Text segment.

▼

MAB is currently trading at a price-to-book ratio of 1.67 times, in line with the sector average of 1.61 times. You can expect MAB to give about 1-2% dividend yield, translating into a total potential return of 6.8% to 7.8% (upside capital gain of 5.8%).

#3 Bintulu Ports

Bintulu Ports (BP) operates and manages ports primarily in Bintulu, Sarawak. BP has three main companies namely Bintulu Port Sdn Bhd and Samalaju Industrial Port Sdn Bhd that mainly provide port services such as towage, piloting, mooring, cargo handling and storage, and supply base services, while Biport Bulkers Sdn Bhd is involved in the bulking installation services. BP's role in Sarawak is mainly concentrated in the oil & gas and palm oil industry as the Sarawak is one of the biggest producers of natural gas and palm oil in Malaysia. BP has been quite recession-proof during the pandemic. Revenue only declined by 1.3% in 2020 and subsequently rebounded by 2.7%. It's 1 year trailing revenue (September 2021 to September 2022) of RM786 million has now exceeded 2019's revenue of RM725.1 million. Notwithstanding, its trailing profits of RM388.3 million is almost 4 times bigger than 2019's profit of RM93.3 million. It's no wonder then that BP has an OUTPERFORM investment call from analysts in the market. Its target price is at RM6.02 with an implied upside of 14.7%. BP has some of these factors going for it:
  1. Main export outlet for both natural gas and palm oil in Malaysia to other countries.

▲

Dataset extract.
▼

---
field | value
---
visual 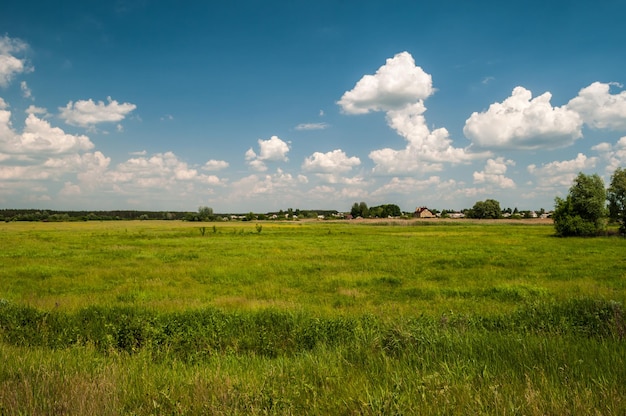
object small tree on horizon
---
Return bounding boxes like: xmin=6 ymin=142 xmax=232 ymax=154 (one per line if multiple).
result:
xmin=608 ymin=168 xmax=626 ymax=234
xmin=552 ymin=172 xmax=606 ymax=237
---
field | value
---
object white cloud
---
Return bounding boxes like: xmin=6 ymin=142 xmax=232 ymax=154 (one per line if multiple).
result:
xmin=296 ymin=123 xmax=328 ymax=130
xmin=202 ymin=159 xmax=229 ymax=171
xmin=473 ymin=157 xmax=515 ymax=188
xmin=567 ymin=82 xmax=626 ymax=130
xmin=59 ymin=97 xmax=137 ymax=127
xmin=463 ymin=87 xmax=582 ymax=150
xmin=338 ymin=52 xmax=490 ymax=174
xmin=337 ymin=52 xmax=434 ymax=114
xmin=0 ymin=35 xmax=32 ymax=87
xmin=592 ymin=136 xmax=626 ymax=176
xmin=25 ymin=104 xmax=48 ymax=117
xmin=528 ymin=153 xmax=598 ymax=188
xmin=0 ymin=110 xmax=94 ymax=154
xmin=369 ymin=102 xmax=490 ymax=174
xmin=20 ymin=81 xmax=33 ymax=98
xmin=59 ymin=182 xmax=81 ymax=196
xmin=302 ymin=149 xmax=361 ymax=173
xmin=246 ymin=136 xmax=289 ymax=171
xmin=372 ymin=176 xmax=449 ymax=196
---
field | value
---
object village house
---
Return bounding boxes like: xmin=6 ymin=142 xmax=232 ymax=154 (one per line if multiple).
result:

▲

Exercise objective.
Decide whether each statement agrees with the investment text, answering yes or no and quoting the words that settle it. 1. Bintulu Ports' revenue dropped by 1.3% in 2020. 2. Biport Bulkers Sdn Bhd provides towage and piloting services. 3. Analysts set a target price of RM6.02 for Bintulu Ports.

Result of the task.
1. Yes: "Revenue only declined by 1.3% in 2020"
2. No: "while Biport Bulkers Sdn Bhd is involved in the bulking installation services"
3. Yes: "Its target price is at RM6.02"